• DATA SECTION:
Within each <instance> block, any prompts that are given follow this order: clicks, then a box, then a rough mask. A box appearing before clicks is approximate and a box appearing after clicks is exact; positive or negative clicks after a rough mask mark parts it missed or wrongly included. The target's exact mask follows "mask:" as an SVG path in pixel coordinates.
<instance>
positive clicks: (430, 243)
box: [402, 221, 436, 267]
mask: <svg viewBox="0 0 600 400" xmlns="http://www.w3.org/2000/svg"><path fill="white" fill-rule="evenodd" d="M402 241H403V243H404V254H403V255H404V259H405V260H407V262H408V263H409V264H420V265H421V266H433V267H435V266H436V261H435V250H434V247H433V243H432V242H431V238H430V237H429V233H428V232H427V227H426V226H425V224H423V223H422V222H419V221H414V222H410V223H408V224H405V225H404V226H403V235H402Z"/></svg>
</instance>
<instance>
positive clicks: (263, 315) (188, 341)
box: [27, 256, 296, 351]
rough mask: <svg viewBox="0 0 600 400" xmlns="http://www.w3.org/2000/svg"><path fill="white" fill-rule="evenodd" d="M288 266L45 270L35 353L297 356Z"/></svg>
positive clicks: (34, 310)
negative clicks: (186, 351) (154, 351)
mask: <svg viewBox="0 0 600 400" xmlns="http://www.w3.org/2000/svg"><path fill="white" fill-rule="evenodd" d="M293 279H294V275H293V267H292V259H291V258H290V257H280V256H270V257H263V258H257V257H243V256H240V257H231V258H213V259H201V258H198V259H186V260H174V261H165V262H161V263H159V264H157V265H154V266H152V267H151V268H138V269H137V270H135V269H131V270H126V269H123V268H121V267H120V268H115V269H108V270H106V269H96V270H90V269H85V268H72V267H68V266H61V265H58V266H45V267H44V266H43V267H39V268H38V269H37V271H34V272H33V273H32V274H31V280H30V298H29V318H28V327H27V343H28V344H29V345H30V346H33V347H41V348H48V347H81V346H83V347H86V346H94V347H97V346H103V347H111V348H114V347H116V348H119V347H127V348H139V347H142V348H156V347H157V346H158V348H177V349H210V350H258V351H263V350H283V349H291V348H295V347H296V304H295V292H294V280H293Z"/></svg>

• PROBLEM STATEMENT: What is needed is an exact copy of the lines from the one holding "positive clicks: (430, 243)" through the final line of the material.

• RESPONSE TO THE TASK:
positive clicks: (430, 243)
box: [402, 221, 436, 267]
mask: <svg viewBox="0 0 600 400" xmlns="http://www.w3.org/2000/svg"><path fill="white" fill-rule="evenodd" d="M402 241H403V243H404V254H403V255H404V259H405V260H407V262H408V263H409V264H420V265H421V266H433V267H435V266H436V261H435V250H434V247H433V243H432V242H431V238H430V237H429V233H428V232H427V227H426V226H425V224H423V223H422V222H419V221H414V222H410V223H408V224H405V225H404V226H403V235H402Z"/></svg>
</instance>
<instance>
positive clicks: (263, 315) (188, 341)
box: [27, 256, 296, 351]
rough mask: <svg viewBox="0 0 600 400" xmlns="http://www.w3.org/2000/svg"><path fill="white" fill-rule="evenodd" d="M288 266L45 270L35 353L297 356Z"/></svg>
positive clicks: (34, 310)
negative clicks: (186, 351) (154, 351)
mask: <svg viewBox="0 0 600 400" xmlns="http://www.w3.org/2000/svg"><path fill="white" fill-rule="evenodd" d="M293 279H294V275H293V267H292V259H291V258H290V257H280V256H270V257H263V258H257V257H243V256H240V257H231V258H213V259H201V258H198V259H186V260H174V261H165V262H161V263H159V264H157V265H154V266H152V267H151V268H138V269H137V270H135V269H131V270H126V269H123V268H121V267H120V268H115V269H108V270H106V269H96V270H90V269H85V268H72V267H68V266H61V265H58V266H45V267H44V266H43V267H39V268H38V269H37V271H34V272H33V273H32V274H31V280H30V298H29V318H28V327H27V343H28V344H29V345H30V346H33V347H41V348H48V347H81V346H83V347H86V346H94V347H97V346H103V347H111V348H114V347H116V348H119V347H127V348H139V347H142V348H156V347H157V346H158V348H177V349H210V350H258V351H263V350H283V349H291V348H295V347H296V304H295V292H294V280H293Z"/></svg>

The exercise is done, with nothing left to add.